Task instructions:
Render the rows below as one continuous numbered list of their lines, leaving out every blank line.
-- Start of Data provided --
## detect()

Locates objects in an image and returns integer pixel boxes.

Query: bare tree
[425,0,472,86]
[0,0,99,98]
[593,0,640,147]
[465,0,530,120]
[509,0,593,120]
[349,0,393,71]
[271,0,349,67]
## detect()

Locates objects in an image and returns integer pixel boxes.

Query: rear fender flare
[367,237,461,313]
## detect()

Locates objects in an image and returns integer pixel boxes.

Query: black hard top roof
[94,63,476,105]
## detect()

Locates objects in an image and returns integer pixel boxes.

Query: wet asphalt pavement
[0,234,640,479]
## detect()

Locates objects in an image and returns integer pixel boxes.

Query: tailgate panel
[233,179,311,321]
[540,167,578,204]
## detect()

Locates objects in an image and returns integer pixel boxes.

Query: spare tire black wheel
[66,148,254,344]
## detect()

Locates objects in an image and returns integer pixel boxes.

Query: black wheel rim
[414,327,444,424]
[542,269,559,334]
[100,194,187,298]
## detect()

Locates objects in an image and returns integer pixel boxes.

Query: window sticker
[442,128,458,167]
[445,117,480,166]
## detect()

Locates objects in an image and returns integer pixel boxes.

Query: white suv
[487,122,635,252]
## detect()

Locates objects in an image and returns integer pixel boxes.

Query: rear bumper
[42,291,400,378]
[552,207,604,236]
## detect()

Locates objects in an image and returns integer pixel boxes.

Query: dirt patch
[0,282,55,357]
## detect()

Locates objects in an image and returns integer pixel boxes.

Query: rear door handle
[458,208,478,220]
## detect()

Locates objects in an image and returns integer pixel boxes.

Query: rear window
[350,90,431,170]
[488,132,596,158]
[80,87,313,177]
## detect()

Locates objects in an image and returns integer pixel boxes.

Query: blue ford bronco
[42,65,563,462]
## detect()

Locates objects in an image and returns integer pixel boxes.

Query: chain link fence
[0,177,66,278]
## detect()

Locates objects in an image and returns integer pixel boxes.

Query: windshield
-- End of Data provided --
Exercise answer:
1. ## detect()
2. Locates objects in an image and returns integer pixel boxes.
3. Query: bare tree
4. [425,0,472,86]
5. [0,0,99,98]
6. [593,0,640,147]
7. [465,0,530,120]
8. [509,0,593,120]
9. [349,0,393,71]
10. [271,0,349,67]
11. ## detect()
12. Locates objects in an image and returns integer pixel boxes.
13. Query: rear fender flare
14. [367,237,461,313]
15. ## detect()
16. Locates objects in an image and returns integer pixel boxes.
17. Query: black hard top roof
18. [94,63,476,105]
19. ## detect()
20. Locates objects in an image and returns integer pixel boxes.
21. Query: wet asphalt pavement
22. [0,234,640,479]
23. ## detect()
24. Locates objects in an image and returns integer pixel boxes.
25. Query: tailgate panel
26. [233,179,311,321]
27. [540,167,578,204]
28. ## detect()
29. Locates objects in an image and returns integer pixel boxes.
30. Query: spare tire black wheel
31. [66,148,254,344]
32. ## detect()
33. Locates objects in an image and returns integer pixel boxes.
34. Query: black wheel rim
35. [414,327,444,424]
36. [542,269,559,334]
37. [100,194,187,298]
38. ## detect()
39. Locates objects in an image and returns integer pixel boxes.
40. Query: window sticker
41. [442,128,458,167]
42. [445,117,480,166]
43. ## detect()
44. Locates objects in an image and returns integer pixel boxes.
45. Query: white suv
46. [487,122,635,252]
47. ## detect()
48. Locates objects in an image and returns integer pixel boxes.
49. Query: rear bumper
50. [42,291,400,378]
51. [552,207,604,236]
52. ## detect()
53. Locates objects in an image and returns integer pixel boxes.
54. Query: dirt patch
55. [0,282,55,357]
56. ## detect()
57. Locates objects in an image and returns integer pixel boxes.
58. Query: rear door handle
59. [458,208,478,220]
60. ## detect()
61. Locates objects in an image and returns integer pixel boxes.
62. Query: rear window
63. [350,90,431,170]
64. [488,132,596,158]
65. [80,87,313,177]
66. ## detect()
67. Locates objects in an image and returns integer pixel boxes.
68. Query: blue ford bronco
69. [42,65,563,462]
70. ## detect()
71. Locates objects in an image and returns integer pixel boxes.
72. Query: chain link fence
73. [0,177,66,278]
74. ## detect()
75. Locates objects in an image and returns integer pixel boxes.
76. Query: windshield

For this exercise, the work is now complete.